▸ WHAT TO WORK ON:
Among the lines of the data, copy those that hold "mosque".

*** ENTRIES PROVIDED Section Begins ***

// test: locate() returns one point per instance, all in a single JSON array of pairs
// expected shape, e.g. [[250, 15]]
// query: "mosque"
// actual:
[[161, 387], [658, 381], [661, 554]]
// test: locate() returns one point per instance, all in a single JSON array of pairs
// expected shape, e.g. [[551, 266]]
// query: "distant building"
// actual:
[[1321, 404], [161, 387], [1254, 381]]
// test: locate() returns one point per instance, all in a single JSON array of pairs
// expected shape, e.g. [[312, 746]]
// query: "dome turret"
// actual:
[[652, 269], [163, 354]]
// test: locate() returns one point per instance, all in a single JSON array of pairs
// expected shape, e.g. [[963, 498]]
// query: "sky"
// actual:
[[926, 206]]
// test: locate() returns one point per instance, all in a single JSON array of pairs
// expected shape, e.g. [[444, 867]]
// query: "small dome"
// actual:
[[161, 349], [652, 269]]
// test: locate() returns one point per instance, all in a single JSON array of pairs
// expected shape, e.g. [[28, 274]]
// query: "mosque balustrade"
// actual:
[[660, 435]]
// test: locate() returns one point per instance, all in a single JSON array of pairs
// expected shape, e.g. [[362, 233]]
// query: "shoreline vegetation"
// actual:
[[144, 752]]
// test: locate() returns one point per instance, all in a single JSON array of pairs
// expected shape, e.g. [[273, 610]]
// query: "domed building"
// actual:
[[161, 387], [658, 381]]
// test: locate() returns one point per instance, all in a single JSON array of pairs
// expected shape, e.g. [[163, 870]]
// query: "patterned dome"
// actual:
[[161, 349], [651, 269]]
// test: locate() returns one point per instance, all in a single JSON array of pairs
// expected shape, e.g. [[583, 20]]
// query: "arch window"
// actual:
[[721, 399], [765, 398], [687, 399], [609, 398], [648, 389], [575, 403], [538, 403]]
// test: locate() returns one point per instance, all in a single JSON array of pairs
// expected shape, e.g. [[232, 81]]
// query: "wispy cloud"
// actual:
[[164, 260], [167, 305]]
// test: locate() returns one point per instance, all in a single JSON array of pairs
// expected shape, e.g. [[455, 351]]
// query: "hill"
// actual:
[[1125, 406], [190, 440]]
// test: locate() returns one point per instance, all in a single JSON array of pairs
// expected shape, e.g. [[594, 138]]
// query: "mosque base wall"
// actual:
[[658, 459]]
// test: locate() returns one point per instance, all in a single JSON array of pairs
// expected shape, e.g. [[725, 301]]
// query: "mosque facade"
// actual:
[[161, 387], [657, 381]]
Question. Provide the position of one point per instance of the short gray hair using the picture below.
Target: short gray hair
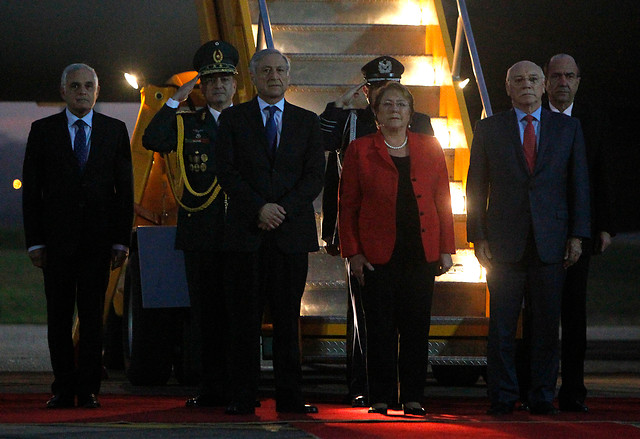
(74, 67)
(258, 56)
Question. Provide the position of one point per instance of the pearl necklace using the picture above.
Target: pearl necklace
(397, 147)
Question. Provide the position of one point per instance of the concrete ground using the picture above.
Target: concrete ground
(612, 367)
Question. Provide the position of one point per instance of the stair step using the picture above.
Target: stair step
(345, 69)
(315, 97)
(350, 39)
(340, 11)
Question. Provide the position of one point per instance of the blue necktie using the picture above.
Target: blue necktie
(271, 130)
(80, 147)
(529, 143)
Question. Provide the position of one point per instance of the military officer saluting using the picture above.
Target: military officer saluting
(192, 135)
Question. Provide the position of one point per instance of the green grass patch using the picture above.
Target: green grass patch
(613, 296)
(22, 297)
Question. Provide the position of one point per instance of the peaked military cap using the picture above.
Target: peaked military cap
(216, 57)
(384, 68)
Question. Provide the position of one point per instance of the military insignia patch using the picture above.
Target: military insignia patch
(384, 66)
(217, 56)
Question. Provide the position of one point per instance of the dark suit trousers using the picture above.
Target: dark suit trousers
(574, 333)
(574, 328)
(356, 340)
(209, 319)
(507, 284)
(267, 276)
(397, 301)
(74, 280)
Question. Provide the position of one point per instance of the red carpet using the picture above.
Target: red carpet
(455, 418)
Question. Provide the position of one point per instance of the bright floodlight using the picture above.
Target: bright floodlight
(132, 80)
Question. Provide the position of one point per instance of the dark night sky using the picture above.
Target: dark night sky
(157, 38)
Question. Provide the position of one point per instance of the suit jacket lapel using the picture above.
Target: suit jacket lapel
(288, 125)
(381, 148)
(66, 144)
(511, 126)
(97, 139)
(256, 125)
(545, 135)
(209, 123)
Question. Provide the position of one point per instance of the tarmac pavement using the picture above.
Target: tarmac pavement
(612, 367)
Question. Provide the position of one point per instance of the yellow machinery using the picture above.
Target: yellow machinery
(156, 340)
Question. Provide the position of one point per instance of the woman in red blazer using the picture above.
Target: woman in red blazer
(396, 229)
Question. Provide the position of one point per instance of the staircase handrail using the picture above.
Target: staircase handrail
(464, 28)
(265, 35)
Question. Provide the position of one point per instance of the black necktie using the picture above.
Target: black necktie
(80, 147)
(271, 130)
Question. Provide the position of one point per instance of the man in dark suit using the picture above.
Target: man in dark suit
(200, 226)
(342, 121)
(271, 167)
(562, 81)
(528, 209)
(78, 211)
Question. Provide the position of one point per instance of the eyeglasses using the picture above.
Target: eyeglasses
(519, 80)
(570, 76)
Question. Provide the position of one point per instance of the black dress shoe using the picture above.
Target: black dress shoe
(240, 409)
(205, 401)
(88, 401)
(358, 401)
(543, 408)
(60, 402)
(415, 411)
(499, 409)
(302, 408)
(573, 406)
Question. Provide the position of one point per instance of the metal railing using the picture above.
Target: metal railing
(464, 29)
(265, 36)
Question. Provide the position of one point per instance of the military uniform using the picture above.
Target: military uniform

*** ENTRIES PROVIDED Section Ends ***

▸ RESULT FOR THIS EXERCISE:
// query: "mosque"
// query: "mosque balustrade"
// query: "mosque base wall"
// query: "mosque facade"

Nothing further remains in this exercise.